_Exercise requirements_
Find how many lines in the data below mention "jersey". Give the number only.

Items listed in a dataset
● ● ● ● ●

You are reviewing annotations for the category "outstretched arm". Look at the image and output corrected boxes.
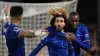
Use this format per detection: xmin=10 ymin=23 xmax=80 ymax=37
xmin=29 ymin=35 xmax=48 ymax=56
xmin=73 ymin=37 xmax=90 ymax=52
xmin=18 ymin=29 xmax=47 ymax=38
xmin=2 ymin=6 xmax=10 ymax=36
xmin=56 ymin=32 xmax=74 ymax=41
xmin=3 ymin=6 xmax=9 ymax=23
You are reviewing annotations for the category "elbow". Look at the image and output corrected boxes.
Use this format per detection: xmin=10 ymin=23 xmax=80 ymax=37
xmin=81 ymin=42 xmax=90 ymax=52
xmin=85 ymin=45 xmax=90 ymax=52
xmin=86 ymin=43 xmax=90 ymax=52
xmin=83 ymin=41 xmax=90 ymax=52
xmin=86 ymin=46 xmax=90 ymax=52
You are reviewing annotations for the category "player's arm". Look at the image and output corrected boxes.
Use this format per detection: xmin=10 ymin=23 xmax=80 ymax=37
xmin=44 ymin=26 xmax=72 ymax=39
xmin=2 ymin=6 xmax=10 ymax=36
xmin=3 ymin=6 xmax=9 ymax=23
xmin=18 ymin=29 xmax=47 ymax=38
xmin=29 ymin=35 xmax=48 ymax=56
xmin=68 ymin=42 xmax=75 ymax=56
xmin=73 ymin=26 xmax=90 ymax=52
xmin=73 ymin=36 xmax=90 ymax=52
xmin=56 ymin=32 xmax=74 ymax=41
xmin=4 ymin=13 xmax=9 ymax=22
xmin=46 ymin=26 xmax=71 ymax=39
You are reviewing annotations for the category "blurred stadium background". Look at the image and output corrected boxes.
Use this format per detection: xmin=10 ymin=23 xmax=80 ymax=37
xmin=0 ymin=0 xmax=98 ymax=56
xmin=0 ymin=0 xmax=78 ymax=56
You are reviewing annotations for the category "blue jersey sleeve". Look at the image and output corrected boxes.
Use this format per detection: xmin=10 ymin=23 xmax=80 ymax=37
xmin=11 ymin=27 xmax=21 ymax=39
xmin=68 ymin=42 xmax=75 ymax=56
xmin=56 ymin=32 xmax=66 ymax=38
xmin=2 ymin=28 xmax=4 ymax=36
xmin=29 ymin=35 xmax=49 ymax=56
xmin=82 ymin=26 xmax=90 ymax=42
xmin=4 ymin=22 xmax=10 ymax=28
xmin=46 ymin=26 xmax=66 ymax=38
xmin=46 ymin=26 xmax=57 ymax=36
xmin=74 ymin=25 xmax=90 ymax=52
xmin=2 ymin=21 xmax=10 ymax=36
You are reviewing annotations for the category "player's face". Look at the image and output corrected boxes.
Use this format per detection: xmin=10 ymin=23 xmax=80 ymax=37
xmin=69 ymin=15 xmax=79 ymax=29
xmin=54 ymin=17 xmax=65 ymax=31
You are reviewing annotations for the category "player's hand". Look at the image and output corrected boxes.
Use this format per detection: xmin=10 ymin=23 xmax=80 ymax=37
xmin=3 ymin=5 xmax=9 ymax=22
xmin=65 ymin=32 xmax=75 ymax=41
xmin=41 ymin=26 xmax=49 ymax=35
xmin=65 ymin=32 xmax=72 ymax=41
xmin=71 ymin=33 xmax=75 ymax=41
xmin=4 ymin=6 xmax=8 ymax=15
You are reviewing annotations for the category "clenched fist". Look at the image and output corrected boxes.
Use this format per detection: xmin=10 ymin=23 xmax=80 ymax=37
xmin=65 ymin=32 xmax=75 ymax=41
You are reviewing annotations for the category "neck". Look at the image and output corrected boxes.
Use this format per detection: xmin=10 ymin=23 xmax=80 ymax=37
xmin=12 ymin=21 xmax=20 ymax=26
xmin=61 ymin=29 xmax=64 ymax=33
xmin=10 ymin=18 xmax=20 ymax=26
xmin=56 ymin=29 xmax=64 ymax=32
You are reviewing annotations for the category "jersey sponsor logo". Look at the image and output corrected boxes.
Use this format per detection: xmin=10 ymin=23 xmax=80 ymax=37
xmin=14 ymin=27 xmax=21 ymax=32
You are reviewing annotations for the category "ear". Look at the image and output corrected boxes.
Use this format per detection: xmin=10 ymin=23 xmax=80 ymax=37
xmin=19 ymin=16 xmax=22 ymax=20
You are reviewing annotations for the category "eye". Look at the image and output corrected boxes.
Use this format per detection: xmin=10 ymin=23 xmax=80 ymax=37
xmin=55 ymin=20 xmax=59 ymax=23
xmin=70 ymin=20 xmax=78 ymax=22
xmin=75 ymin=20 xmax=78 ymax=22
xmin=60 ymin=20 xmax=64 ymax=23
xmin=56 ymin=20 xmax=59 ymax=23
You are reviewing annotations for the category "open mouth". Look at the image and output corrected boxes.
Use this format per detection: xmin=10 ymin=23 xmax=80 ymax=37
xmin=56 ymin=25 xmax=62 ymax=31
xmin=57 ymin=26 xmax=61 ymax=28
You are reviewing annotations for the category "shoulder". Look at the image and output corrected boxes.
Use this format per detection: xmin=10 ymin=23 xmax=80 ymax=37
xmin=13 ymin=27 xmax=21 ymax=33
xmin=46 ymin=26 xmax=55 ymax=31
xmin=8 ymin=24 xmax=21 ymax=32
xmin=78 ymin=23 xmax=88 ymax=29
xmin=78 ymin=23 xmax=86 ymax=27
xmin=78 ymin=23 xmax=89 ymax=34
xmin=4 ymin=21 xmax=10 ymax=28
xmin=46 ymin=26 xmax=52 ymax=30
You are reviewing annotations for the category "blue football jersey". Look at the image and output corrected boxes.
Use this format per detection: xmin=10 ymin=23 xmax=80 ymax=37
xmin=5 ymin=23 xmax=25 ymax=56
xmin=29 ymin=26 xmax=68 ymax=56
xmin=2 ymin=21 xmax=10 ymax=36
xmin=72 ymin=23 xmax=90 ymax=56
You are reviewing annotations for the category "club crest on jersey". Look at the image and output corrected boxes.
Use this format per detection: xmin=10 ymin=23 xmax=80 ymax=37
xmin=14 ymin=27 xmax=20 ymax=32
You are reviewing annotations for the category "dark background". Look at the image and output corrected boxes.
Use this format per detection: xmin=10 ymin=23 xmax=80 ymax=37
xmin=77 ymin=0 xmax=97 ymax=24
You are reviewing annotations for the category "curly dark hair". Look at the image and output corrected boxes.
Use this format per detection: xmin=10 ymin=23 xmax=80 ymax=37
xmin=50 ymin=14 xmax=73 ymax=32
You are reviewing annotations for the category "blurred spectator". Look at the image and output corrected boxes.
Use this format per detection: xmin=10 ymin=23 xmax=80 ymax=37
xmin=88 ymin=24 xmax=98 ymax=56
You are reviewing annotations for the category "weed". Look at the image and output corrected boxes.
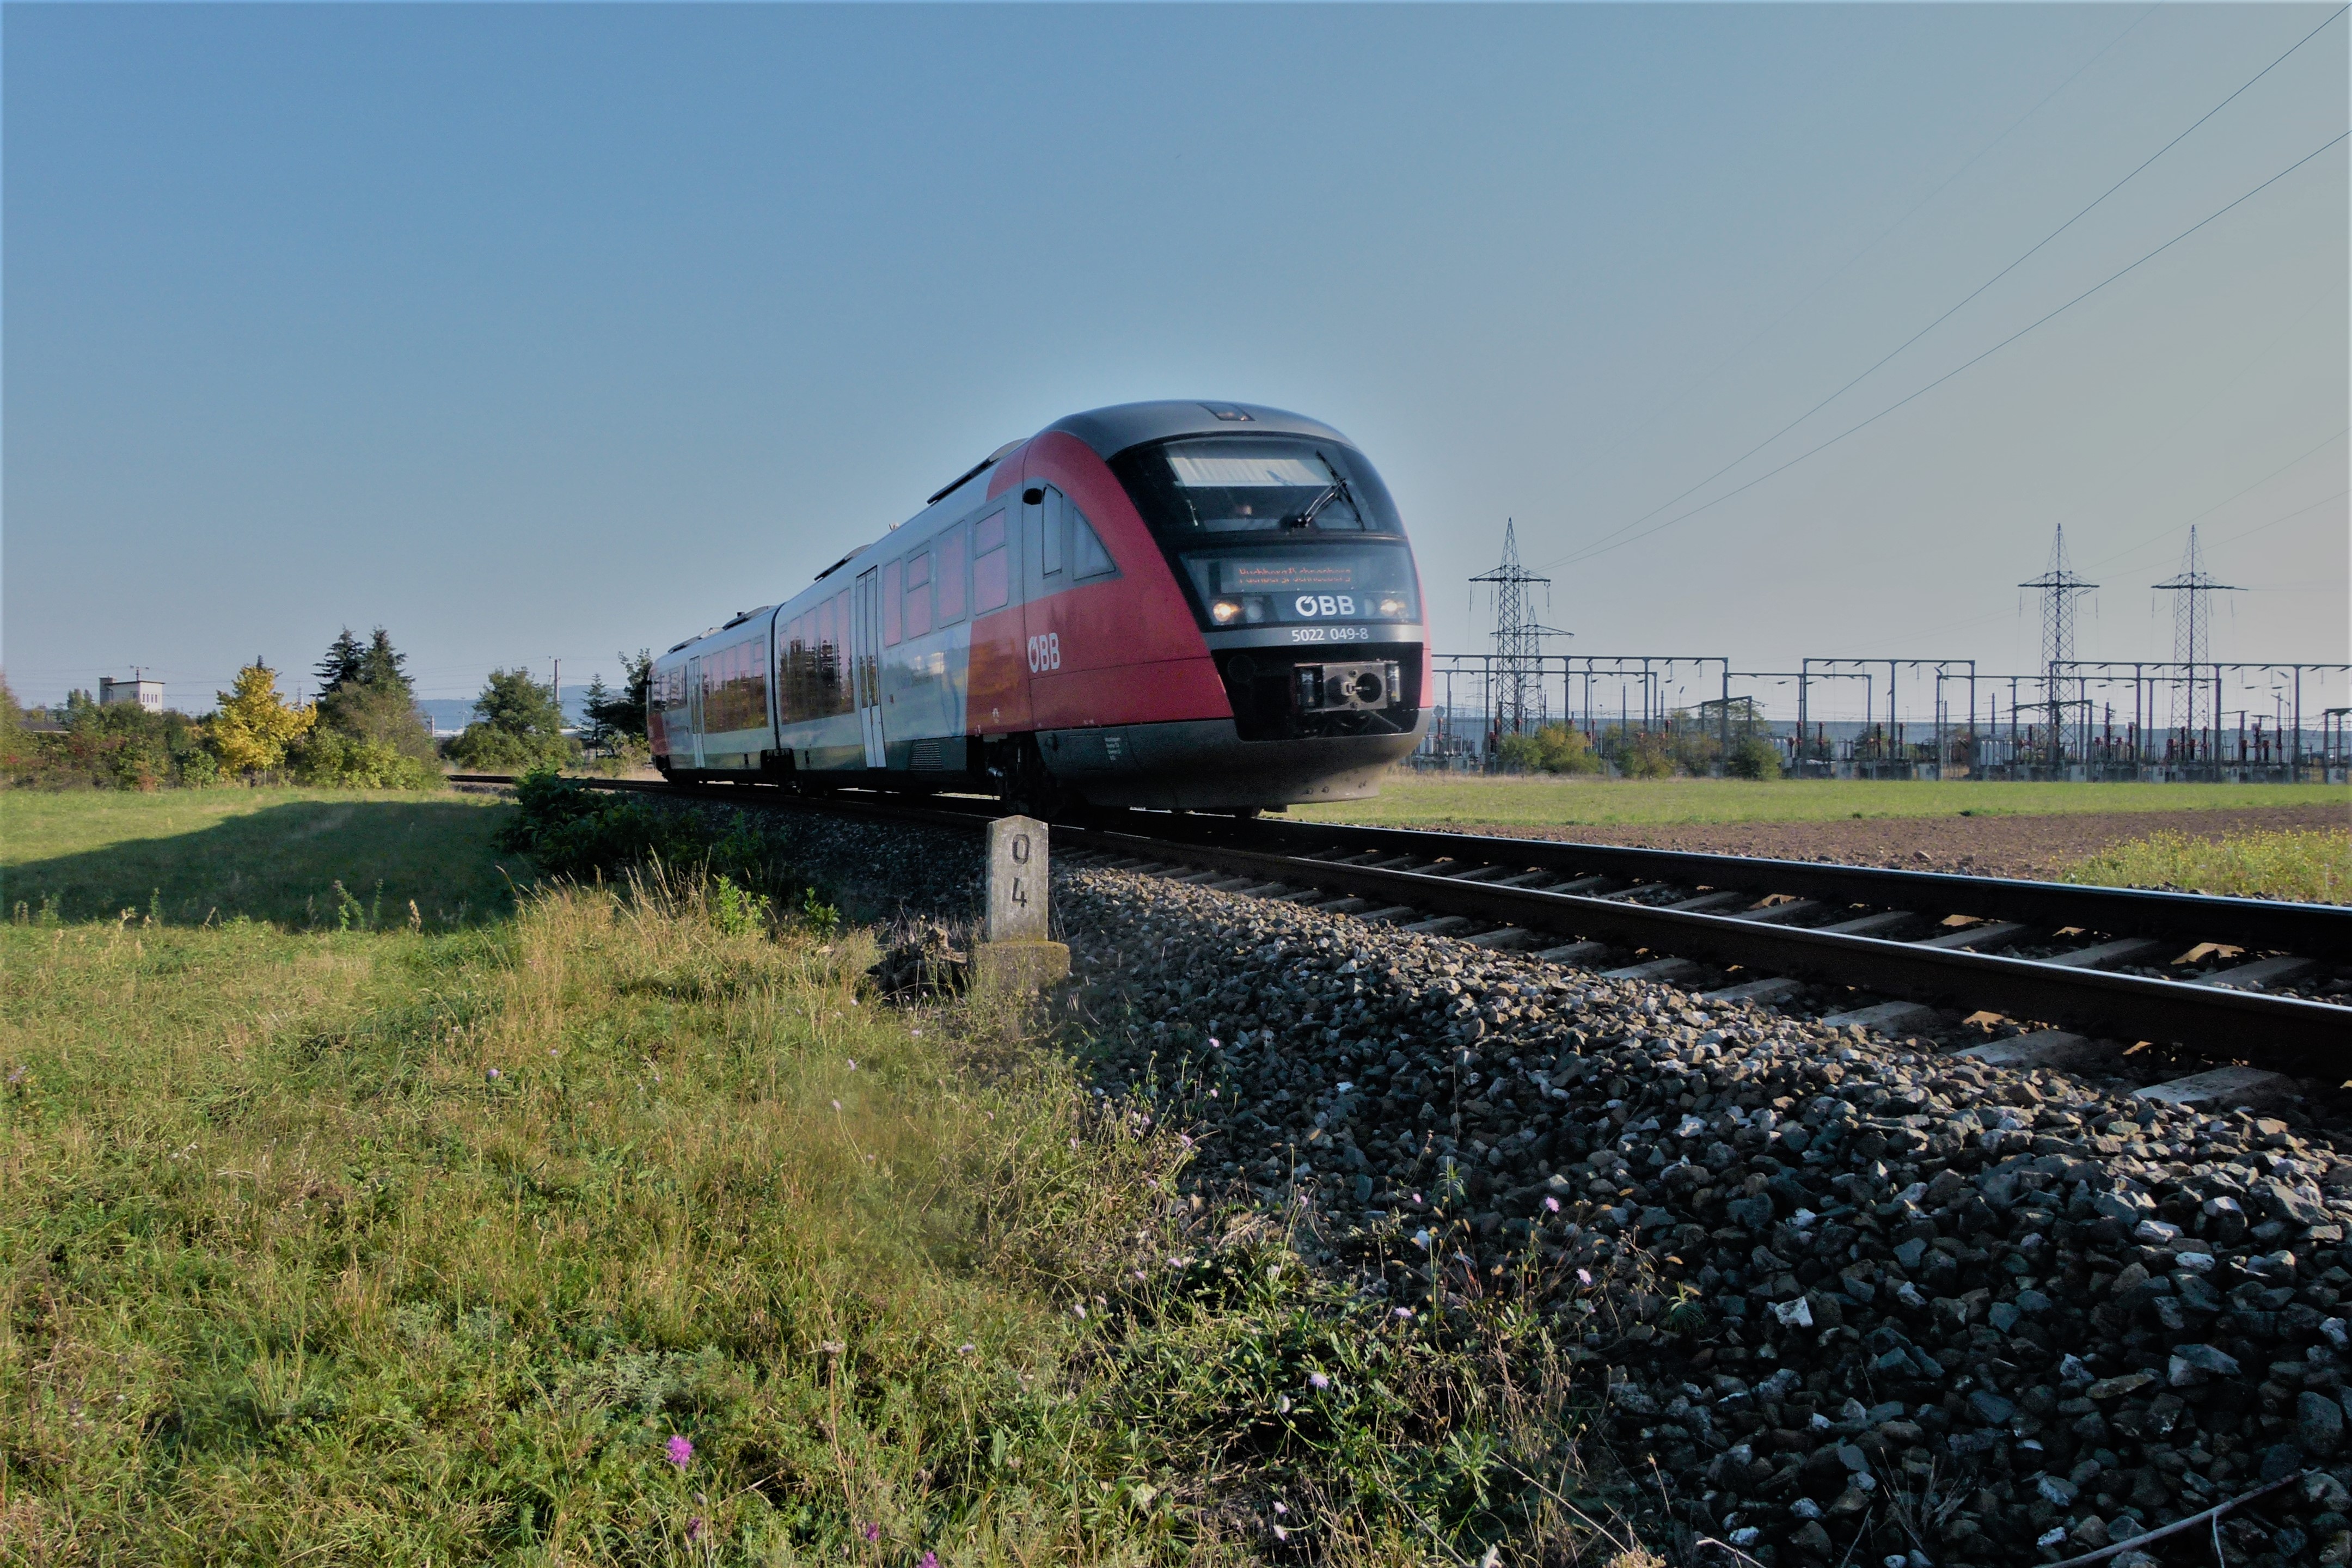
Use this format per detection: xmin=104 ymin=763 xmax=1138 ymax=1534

● ● ● ● ●

_Finished exercise_
4